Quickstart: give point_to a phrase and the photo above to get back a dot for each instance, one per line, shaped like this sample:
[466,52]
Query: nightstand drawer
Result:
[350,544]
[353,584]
****
• YOUR TASK:
Could you please print the entire listing exactly?

• SOLUTION BELOW:
Quickstart: give point_to a phrase and the photo above to get back a dot for each instance, one per line, shaped like this sample:
[466,52]
Query: nightstand drawer
Result:
[350,544]
[353,584]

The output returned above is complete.